Output each entry that follows exactly. Images stay out.

[Items from a dataset]
# # # #

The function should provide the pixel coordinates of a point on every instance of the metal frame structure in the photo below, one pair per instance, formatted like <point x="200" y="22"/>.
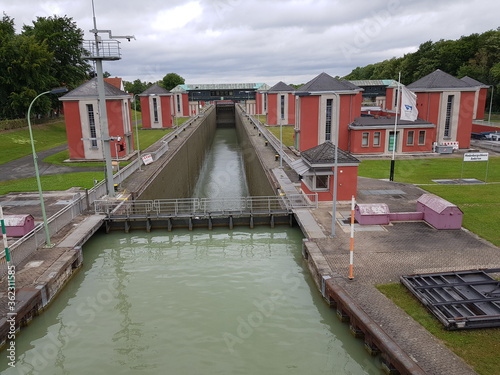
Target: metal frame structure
<point x="461" y="299"/>
<point x="203" y="207"/>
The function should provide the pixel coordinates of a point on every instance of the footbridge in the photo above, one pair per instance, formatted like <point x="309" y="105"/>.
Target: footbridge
<point x="202" y="212"/>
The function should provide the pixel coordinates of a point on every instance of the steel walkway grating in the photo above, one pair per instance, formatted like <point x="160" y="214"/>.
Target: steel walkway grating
<point x="460" y="300"/>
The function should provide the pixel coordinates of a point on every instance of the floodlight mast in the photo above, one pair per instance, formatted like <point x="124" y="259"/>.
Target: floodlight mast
<point x="103" y="117"/>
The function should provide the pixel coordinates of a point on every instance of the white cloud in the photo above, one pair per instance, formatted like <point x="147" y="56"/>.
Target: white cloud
<point x="176" y="18"/>
<point x="264" y="41"/>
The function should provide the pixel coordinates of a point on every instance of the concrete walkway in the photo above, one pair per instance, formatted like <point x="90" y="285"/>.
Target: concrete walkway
<point x="385" y="253"/>
<point x="24" y="168"/>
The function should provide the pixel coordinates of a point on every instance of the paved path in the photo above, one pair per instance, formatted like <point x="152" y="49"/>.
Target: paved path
<point x="385" y="253"/>
<point x="23" y="167"/>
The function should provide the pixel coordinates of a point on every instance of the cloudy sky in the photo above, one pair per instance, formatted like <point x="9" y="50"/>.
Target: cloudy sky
<point x="229" y="41"/>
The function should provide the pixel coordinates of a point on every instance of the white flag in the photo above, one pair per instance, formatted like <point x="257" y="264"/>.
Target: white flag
<point x="408" y="105"/>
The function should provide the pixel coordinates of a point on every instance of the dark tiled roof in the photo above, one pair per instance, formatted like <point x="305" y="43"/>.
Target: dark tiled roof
<point x="89" y="89"/>
<point x="155" y="90"/>
<point x="473" y="82"/>
<point x="281" y="86"/>
<point x="325" y="154"/>
<point x="439" y="80"/>
<point x="385" y="121"/>
<point x="325" y="82"/>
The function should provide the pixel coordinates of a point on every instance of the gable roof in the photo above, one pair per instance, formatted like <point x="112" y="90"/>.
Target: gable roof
<point x="325" y="154"/>
<point x="388" y="83"/>
<point x="89" y="90"/>
<point x="473" y="82"/>
<point x="116" y="81"/>
<point x="439" y="80"/>
<point x="155" y="90"/>
<point x="325" y="82"/>
<point x="281" y="86"/>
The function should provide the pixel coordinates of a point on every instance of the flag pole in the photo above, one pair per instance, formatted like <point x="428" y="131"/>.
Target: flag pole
<point x="393" y="161"/>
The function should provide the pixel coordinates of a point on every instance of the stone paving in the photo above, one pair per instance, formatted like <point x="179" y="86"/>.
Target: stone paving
<point x="383" y="256"/>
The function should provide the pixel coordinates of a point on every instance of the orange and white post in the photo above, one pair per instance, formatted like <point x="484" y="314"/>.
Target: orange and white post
<point x="351" y="247"/>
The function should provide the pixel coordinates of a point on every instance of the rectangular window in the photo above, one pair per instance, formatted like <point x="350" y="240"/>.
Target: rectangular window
<point x="93" y="134"/>
<point x="449" y="115"/>
<point x="282" y="107"/>
<point x="393" y="141"/>
<point x="409" y="139"/>
<point x="365" y="142"/>
<point x="421" y="137"/>
<point x="328" y="124"/>
<point x="321" y="182"/>
<point x="155" y="110"/>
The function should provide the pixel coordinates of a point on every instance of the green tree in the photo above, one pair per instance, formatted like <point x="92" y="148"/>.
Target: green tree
<point x="25" y="65"/>
<point x="171" y="80"/>
<point x="64" y="39"/>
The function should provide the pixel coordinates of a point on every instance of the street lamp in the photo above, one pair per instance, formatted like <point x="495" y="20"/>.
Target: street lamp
<point x="137" y="132"/>
<point x="35" y="162"/>
<point x="281" y="142"/>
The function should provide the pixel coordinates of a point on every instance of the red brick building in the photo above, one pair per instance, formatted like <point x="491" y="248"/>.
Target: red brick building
<point x="317" y="118"/>
<point x="318" y="165"/>
<point x="157" y="108"/>
<point x="281" y="105"/>
<point x="479" y="97"/>
<point x="375" y="135"/>
<point x="82" y="121"/>
<point x="449" y="103"/>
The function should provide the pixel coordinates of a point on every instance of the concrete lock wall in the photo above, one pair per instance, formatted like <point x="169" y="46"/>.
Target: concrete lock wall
<point x="179" y="175"/>
<point x="259" y="183"/>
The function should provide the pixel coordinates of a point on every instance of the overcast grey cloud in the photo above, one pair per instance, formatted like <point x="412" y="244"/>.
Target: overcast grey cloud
<point x="227" y="41"/>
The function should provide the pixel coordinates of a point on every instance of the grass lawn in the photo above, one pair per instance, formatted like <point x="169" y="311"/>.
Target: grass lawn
<point x="479" y="348"/>
<point x="423" y="171"/>
<point x="15" y="144"/>
<point x="288" y="134"/>
<point x="479" y="203"/>
<point x="53" y="182"/>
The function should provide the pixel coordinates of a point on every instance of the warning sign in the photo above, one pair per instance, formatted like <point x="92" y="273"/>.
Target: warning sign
<point x="147" y="159"/>
<point x="476" y="156"/>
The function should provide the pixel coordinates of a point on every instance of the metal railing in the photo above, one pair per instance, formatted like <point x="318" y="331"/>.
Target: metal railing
<point x="204" y="206"/>
<point x="105" y="49"/>
<point x="273" y="141"/>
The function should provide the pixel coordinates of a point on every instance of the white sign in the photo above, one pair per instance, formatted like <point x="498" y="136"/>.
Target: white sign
<point x="147" y="159"/>
<point x="476" y="156"/>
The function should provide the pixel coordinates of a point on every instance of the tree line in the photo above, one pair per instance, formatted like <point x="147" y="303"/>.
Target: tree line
<point x="474" y="55"/>
<point x="45" y="55"/>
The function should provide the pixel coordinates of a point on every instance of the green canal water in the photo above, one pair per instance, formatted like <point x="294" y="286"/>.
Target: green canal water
<point x="192" y="302"/>
<point x="199" y="302"/>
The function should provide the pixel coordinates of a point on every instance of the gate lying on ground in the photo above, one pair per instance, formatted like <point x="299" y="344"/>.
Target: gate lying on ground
<point x="460" y="300"/>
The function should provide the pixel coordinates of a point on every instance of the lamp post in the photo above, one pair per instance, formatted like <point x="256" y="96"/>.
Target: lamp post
<point x="281" y="143"/>
<point x="35" y="162"/>
<point x="335" y="167"/>
<point x="137" y="132"/>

# # # #

:: Solution below ::
The function should provide the pixel coordinates of a point on every instance of the metal frame structure in the photo below, one pair per instance, formatted like <point x="200" y="22"/>.
Target: metal frame structure
<point x="461" y="299"/>
<point x="203" y="207"/>
The function should provide the pixel coordinates of a point on every instance of the footbridge in the photo above, one pair per instance, formatted like <point x="309" y="105"/>.
Target: footbridge
<point x="202" y="212"/>
The function should provide the pixel coordinates of a point on every instance of the steel walkway grating in the photo above, one pair per instance, formatted like <point x="160" y="214"/>.
Target: steel walkway grating
<point x="460" y="300"/>
The function should provide the pixel coordinates of a point on every instance of the floodlight mast in the photo above, one pair per instance, formatted like <point x="124" y="259"/>.
Target: floodlight mast
<point x="103" y="117"/>
The function should provide the pixel coordinates of a point on every instance of the white cloud in the photo above, one pair per instance, formatted like <point x="147" y="56"/>.
Target: white cloud
<point x="176" y="18"/>
<point x="264" y="41"/>
The function should provide the pixel coordinates of a point on every instance of the concrete walkway in the photo above, one pair per instance, formatted like <point x="90" y="285"/>.
Target: concrete walkway
<point x="385" y="253"/>
<point x="24" y="168"/>
The function should provide the pixel coordinates of a point on every instance of the paved path in the photo above, one pair per instance, formatted like <point x="152" y="49"/>.
Target: paved path
<point x="385" y="253"/>
<point x="23" y="167"/>
The function should provide the pixel coordinates of a point on every instance of the cloudy sky in the photo above, one pair per instance, formatted like <point x="9" y="50"/>.
Target: cloudy sky
<point x="229" y="41"/>
The function should provide the pixel coordinates of a point on every instance of the white flag in the photo above, one pair per instance, formatted like <point x="257" y="264"/>.
Target: white flag
<point x="408" y="105"/>
The function should provide the pixel coordinates of a point on every instance of the dark tiled roof in the photo above, one pair per instance, formatted like <point x="305" y="43"/>.
Target: dark tiled roof
<point x="89" y="89"/>
<point x="155" y="90"/>
<point x="473" y="82"/>
<point x="281" y="86"/>
<point x="325" y="154"/>
<point x="439" y="80"/>
<point x="385" y="121"/>
<point x="325" y="82"/>
The function should provide the pixel coordinates of a point on every instance of the gable roof in the photo above, one pair per instance, formatted like <point x="112" y="90"/>.
Target: gable roof
<point x="325" y="154"/>
<point x="388" y="83"/>
<point x="89" y="90"/>
<point x="473" y="82"/>
<point x="116" y="81"/>
<point x="439" y="80"/>
<point x="155" y="90"/>
<point x="325" y="82"/>
<point x="281" y="86"/>
The function should provide the pixel coordinates of a point on every instance of the flag pole in the photo above, one pair per instance, formatted like <point x="428" y="131"/>.
Target: flag pole
<point x="393" y="161"/>
The function should provide the pixel coordinates of a point on every instance of the stone paving in the photo above, one pair per instance, formatted like <point x="179" y="86"/>.
Target: stone paving
<point x="383" y="256"/>
The function should provide the pixel coordinates of a point on every instance of the orange and white post in the photo above, one pair per instance, formatted like <point x="484" y="314"/>.
Target: orange and white post
<point x="351" y="247"/>
The function should provide the pixel coordinates of a point on every instance of the rectangular window in the photo above, one pair per instance, formatted like <point x="350" y="240"/>.
Target: rectangular window
<point x="93" y="134"/>
<point x="449" y="115"/>
<point x="282" y="107"/>
<point x="393" y="141"/>
<point x="409" y="139"/>
<point x="365" y="142"/>
<point x="421" y="137"/>
<point x="328" y="124"/>
<point x="321" y="182"/>
<point x="155" y="110"/>
The function should provide the pixel coordinates of a point on every instance of the green tree in the photo above, one pair per instance, formatted like <point x="92" y="148"/>.
Target: green tree
<point x="25" y="65"/>
<point x="171" y="80"/>
<point x="64" y="39"/>
The function should provide the pixel coordinates of a point on every instance of the street lamp in the photo above, one pair per instance, formatted like <point x="495" y="20"/>.
Target: street lamp
<point x="137" y="132"/>
<point x="35" y="162"/>
<point x="281" y="142"/>
The function should provide the pixel coordinates of a point on every instance of the red brick building in the photo above, one pair per instance, formatted like <point x="491" y="248"/>.
Target: red brick building
<point x="317" y="118"/>
<point x="318" y="165"/>
<point x="157" y="108"/>
<point x="281" y="105"/>
<point x="479" y="97"/>
<point x="375" y="135"/>
<point x="82" y="121"/>
<point x="449" y="103"/>
The function should provide the pixel coordinates of a point on every instance of the concrete lock wall in the photo above, one pair per instance, formatted like <point x="169" y="46"/>.
Target: concrete lock wall
<point x="179" y="175"/>
<point x="259" y="183"/>
The function should provide the pixel coordinates of a point on every instance of the overcast grey cloud in the photo above, one pair per instance, formatted like <point x="412" y="244"/>.
Target: overcast grey cloud
<point x="227" y="41"/>
The function should provide the pixel coordinates of a point on every instance of the grass lawn in the photo above, one pair per instance, formatted like <point x="169" y="311"/>.
Target: grass lawn
<point x="479" y="348"/>
<point x="423" y="171"/>
<point x="15" y="144"/>
<point x="288" y="134"/>
<point x="479" y="203"/>
<point x="53" y="182"/>
The function should provide the pixel coordinates of a point on every instance of the warning sign in the photo above, one pair per instance, formatted like <point x="92" y="273"/>.
Target: warning sign
<point x="147" y="159"/>
<point x="476" y="156"/>
The function should provide the pixel coordinates of a point on every instance of the metal railing in the photo above, one pair per instance, formatted like <point x="318" y="331"/>.
Target: metal railing
<point x="204" y="206"/>
<point x="105" y="49"/>
<point x="273" y="141"/>
The function should provide the pixel coordinates of a point on every instance of the white sign in the photo above, one pair per instance, formatted like <point x="498" y="136"/>.
Target: white sign
<point x="147" y="159"/>
<point x="476" y="156"/>
The function should provide the pixel coordinates of a point on every instance of the tree line in the photo above, one pair per instance, formatted like <point x="147" y="303"/>.
Target: tree line
<point x="474" y="55"/>
<point x="45" y="55"/>
The function should provide the pixel coordinates of a point on every instance of the green canal water in the photo above, one pair per instance, formatted like <point x="294" y="286"/>.
Target: green canal water
<point x="192" y="302"/>
<point x="199" y="302"/>
The function should provide the pixel coordinates of a point on every instance of the gate lying on ground in the photo above, one pair per instance, formatted like <point x="299" y="344"/>.
Target: gate lying on ground
<point x="460" y="300"/>
The function should provide the pixel coordinates of a point on every instance of the lamp post in the photo above, one pair per instance, formatted like <point x="256" y="96"/>.
Target: lamp post
<point x="281" y="143"/>
<point x="35" y="162"/>
<point x="335" y="167"/>
<point x="137" y="132"/>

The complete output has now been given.